• **Request**: Can you reproduce the material from the line holding "Put a dot on each instance of the white boat" through its end, inclusive, leaving out the pictures?

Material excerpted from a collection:
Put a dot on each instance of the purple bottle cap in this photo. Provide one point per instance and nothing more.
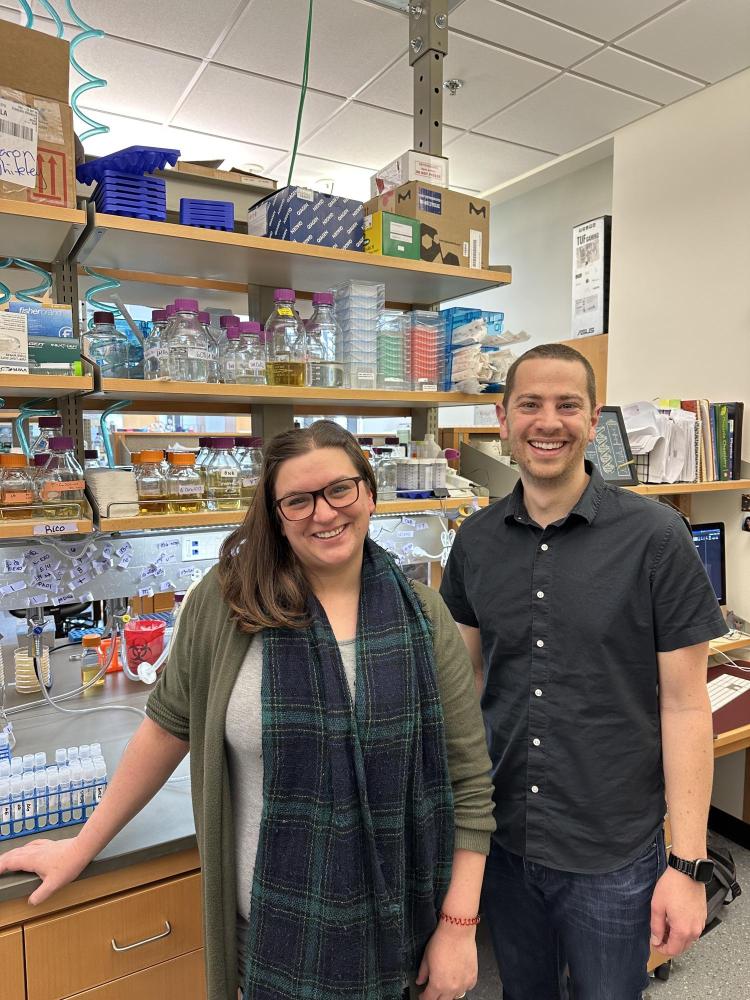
(61, 444)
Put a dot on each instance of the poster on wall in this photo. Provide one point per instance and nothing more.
(591, 243)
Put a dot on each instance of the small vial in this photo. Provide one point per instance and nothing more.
(29, 801)
(16, 803)
(64, 785)
(53, 798)
(89, 778)
(4, 807)
(40, 780)
(76, 791)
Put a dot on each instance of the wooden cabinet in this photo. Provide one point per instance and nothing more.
(11, 965)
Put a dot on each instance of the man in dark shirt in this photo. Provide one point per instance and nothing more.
(587, 614)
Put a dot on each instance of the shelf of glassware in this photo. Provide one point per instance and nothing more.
(27, 386)
(138, 389)
(449, 507)
(163, 248)
(38, 232)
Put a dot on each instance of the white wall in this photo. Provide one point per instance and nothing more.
(680, 294)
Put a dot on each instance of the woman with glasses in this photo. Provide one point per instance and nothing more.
(339, 773)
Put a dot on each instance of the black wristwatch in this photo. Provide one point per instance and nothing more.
(701, 870)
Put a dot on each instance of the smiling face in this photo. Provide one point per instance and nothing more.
(548, 420)
(330, 539)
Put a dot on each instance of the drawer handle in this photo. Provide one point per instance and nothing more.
(137, 944)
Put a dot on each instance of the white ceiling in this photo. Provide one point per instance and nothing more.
(541, 77)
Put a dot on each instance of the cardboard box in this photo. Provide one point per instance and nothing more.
(37, 150)
(302, 215)
(392, 235)
(454, 227)
(410, 166)
(44, 321)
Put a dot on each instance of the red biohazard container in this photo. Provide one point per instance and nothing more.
(144, 641)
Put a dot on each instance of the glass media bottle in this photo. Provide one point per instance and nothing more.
(107, 347)
(222, 476)
(286, 351)
(61, 481)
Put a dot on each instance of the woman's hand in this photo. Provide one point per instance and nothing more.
(449, 965)
(56, 862)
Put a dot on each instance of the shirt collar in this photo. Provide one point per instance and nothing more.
(585, 509)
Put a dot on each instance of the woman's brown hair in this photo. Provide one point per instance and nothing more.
(261, 579)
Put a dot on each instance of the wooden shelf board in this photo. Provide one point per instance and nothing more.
(673, 489)
(38, 232)
(137, 389)
(162, 248)
(28, 386)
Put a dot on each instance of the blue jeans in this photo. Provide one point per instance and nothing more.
(598, 926)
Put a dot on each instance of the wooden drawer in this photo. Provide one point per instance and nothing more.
(76, 951)
(179, 979)
(13, 985)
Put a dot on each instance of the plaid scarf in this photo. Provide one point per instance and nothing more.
(356, 837)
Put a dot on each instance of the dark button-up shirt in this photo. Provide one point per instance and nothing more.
(571, 618)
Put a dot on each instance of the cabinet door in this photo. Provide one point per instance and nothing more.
(179, 979)
(11, 965)
(97, 944)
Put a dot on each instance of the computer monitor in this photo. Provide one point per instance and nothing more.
(709, 541)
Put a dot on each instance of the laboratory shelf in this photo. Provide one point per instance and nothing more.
(366, 399)
(163, 248)
(44, 386)
(38, 232)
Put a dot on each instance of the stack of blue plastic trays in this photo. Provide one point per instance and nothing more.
(358, 308)
(207, 214)
(140, 197)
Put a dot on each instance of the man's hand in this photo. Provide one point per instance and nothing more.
(678, 913)
(449, 966)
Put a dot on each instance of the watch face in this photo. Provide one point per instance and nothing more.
(704, 871)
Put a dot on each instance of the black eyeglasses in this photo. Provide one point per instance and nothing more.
(298, 506)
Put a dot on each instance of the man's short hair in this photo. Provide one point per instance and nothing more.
(554, 352)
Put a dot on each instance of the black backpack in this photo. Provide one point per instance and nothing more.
(723, 887)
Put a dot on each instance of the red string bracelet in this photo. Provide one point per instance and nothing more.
(459, 921)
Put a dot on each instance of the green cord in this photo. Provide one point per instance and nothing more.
(303, 93)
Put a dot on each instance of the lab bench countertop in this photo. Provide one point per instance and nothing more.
(164, 826)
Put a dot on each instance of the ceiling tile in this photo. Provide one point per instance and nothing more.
(567, 113)
(479, 162)
(603, 18)
(639, 77)
(192, 145)
(141, 82)
(708, 38)
(515, 29)
(351, 42)
(251, 108)
(492, 79)
(325, 175)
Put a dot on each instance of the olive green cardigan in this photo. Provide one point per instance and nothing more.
(190, 701)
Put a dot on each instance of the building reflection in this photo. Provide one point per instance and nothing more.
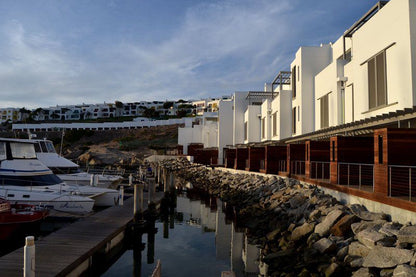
(231, 242)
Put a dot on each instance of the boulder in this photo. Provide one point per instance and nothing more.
(407, 234)
(357, 249)
(343, 226)
(324, 245)
(385, 257)
(404, 270)
(361, 212)
(323, 228)
(302, 231)
(364, 225)
(370, 237)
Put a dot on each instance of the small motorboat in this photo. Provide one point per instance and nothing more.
(18, 217)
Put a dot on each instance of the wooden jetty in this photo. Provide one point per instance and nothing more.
(70, 251)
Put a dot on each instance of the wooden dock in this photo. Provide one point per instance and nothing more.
(69, 250)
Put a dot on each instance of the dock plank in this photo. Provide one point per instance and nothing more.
(62, 249)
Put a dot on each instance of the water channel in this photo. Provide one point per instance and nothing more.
(195, 239)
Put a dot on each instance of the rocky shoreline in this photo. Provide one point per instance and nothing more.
(304, 232)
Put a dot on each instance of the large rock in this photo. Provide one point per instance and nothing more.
(361, 212)
(385, 257)
(323, 228)
(364, 225)
(302, 231)
(357, 249)
(343, 226)
(407, 234)
(370, 237)
(324, 245)
(404, 271)
(363, 272)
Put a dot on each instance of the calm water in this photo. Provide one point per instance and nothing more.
(194, 241)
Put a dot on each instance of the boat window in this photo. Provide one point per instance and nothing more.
(50, 147)
(2, 150)
(43, 146)
(37, 148)
(22, 150)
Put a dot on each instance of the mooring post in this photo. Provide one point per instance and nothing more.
(138, 200)
(121, 196)
(165, 183)
(29, 257)
(130, 179)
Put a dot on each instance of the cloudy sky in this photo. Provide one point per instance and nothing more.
(90, 51)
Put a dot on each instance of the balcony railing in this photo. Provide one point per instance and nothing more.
(319, 170)
(282, 166)
(402, 182)
(360, 176)
(297, 167)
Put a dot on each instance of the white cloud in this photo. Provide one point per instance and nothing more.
(220, 47)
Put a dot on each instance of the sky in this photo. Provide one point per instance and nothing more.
(93, 51)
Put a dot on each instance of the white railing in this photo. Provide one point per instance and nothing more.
(297, 167)
(402, 182)
(356, 175)
(319, 170)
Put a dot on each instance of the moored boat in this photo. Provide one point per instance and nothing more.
(18, 217)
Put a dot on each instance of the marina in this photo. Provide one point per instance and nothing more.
(73, 249)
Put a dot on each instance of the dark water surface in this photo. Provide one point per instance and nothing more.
(196, 240)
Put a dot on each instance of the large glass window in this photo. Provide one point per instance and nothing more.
(22, 150)
(377, 84)
(324, 111)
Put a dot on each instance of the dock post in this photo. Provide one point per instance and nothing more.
(29, 257)
(152, 184)
(138, 200)
(121, 196)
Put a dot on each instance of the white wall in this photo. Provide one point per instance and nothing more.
(239, 107)
(225, 126)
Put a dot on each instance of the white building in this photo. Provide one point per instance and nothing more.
(377, 74)
(308, 62)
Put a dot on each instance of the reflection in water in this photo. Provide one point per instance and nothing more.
(196, 240)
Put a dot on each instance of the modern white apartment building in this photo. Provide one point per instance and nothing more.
(309, 61)
(375, 72)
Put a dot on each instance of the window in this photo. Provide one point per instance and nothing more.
(294, 120)
(23, 150)
(324, 111)
(294, 82)
(377, 85)
(275, 124)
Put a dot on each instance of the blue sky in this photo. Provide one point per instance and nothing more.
(90, 51)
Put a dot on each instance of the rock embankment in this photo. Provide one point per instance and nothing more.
(304, 232)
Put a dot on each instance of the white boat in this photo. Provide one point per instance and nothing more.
(68, 171)
(63, 202)
(47, 180)
(25, 178)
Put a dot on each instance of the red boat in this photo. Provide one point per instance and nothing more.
(18, 217)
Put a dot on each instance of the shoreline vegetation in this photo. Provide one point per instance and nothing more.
(303, 232)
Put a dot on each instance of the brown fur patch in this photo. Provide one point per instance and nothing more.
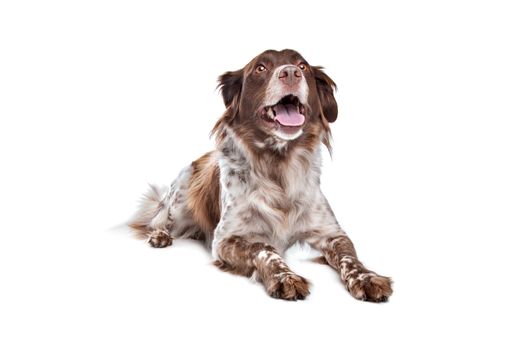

• **Complete response**:
Put a dot on each instance of the white boat in this photo. Provide one point per instance and nothing more.
(68, 171)
(63, 202)
(47, 180)
(25, 178)
Put a dot on each instance of the red boat in this photo. Provide one point per instance and nothing more.
(18, 217)
Put a dot on each instance of the shoreline vegetation in this photo. Provide one point per instance and nothing more.
(303, 232)
Put a dot on each instance of the brown fur patch in this photo. Provide one point per instance and nothing more.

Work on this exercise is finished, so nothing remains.